Assignment. Extract every line of the listing below that contains the string "clicks", treating uppercase and lowercase letters as different.

Given data.
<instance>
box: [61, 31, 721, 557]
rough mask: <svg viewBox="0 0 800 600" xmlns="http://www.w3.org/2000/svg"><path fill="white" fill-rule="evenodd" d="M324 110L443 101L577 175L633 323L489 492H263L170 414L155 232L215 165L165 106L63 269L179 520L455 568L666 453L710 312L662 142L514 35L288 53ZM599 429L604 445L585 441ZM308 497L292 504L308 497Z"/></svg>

--

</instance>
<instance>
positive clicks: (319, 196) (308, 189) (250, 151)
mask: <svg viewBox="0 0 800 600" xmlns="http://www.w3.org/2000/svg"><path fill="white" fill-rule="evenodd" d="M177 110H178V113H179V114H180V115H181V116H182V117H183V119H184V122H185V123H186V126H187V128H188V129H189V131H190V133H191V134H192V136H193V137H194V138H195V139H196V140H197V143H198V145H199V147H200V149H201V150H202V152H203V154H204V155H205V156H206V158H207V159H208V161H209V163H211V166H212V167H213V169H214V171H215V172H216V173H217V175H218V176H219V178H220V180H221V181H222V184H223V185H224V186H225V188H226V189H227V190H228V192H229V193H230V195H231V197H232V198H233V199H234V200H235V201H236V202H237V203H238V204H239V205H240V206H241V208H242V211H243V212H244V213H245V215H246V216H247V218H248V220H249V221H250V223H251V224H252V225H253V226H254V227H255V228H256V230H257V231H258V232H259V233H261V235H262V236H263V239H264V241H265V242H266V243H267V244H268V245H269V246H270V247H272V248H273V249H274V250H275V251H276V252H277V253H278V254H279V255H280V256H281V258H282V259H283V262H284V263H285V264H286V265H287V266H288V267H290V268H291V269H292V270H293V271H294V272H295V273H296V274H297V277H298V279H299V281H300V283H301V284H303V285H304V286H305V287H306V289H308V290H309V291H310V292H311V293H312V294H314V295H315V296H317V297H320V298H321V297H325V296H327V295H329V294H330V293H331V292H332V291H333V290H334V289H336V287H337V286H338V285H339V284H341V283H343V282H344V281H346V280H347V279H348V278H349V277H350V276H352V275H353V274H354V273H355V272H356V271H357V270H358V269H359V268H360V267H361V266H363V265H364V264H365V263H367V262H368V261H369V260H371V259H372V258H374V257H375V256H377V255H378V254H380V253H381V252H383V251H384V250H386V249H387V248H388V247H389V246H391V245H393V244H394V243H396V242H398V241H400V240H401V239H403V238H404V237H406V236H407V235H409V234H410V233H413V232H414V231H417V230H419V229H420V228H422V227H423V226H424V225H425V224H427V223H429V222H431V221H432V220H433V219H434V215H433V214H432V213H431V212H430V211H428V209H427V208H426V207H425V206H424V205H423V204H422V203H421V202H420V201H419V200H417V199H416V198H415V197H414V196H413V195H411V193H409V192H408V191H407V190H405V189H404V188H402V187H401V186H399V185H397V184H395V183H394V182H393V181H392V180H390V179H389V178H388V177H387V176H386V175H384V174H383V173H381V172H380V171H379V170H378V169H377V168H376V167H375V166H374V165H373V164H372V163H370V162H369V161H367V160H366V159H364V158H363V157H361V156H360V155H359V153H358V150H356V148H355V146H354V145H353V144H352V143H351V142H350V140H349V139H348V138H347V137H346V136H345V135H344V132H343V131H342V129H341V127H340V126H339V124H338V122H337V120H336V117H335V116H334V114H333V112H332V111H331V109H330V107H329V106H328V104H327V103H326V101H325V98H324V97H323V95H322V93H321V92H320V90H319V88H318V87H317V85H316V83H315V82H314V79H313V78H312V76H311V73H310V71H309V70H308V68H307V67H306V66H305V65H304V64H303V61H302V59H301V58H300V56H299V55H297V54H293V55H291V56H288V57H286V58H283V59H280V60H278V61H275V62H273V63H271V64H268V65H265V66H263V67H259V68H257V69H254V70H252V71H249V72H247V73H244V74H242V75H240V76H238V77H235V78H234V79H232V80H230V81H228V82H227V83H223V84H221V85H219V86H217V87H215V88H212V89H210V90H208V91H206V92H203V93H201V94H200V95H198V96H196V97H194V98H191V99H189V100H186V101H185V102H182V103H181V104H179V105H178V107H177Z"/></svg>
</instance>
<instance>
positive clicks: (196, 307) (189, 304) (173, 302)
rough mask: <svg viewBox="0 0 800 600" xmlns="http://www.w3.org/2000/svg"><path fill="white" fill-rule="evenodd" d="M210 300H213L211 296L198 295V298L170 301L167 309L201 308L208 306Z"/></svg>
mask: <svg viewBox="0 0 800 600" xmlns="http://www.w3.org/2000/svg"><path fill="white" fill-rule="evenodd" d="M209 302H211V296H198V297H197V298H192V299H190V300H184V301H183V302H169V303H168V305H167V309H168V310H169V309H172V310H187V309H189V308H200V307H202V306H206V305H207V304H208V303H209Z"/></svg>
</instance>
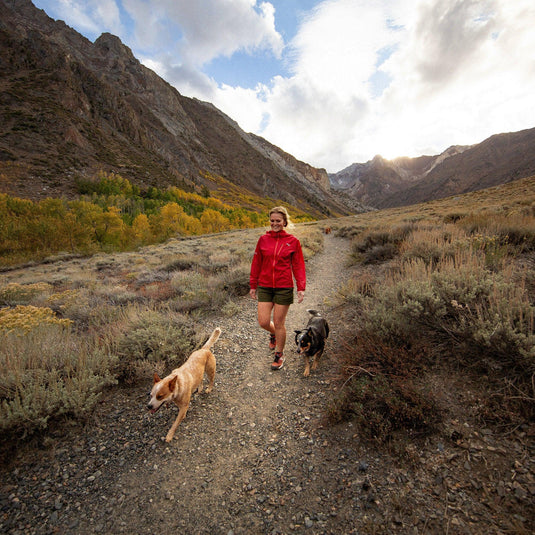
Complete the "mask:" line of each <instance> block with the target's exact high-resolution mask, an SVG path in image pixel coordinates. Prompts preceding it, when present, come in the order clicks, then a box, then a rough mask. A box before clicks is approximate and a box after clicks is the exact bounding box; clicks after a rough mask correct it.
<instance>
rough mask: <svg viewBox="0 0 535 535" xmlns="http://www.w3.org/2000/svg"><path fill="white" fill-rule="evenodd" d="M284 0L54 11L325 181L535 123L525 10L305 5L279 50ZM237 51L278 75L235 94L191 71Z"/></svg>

Task response.
positive clicks: (319, 196) (308, 189) (250, 151)
positive clicks: (196, 307) (189, 304) (173, 302)
Complete the "mask:" line of each <instance> block with the target's exact high-resolution mask, an SVG path in image pixel coordinates. Prompts preceding it, when present, come in the order clicks, then a box, then a rough mask. A box before clicks is approximate and a box after clicks is the exact bounding box; clicks after a rough mask correct it.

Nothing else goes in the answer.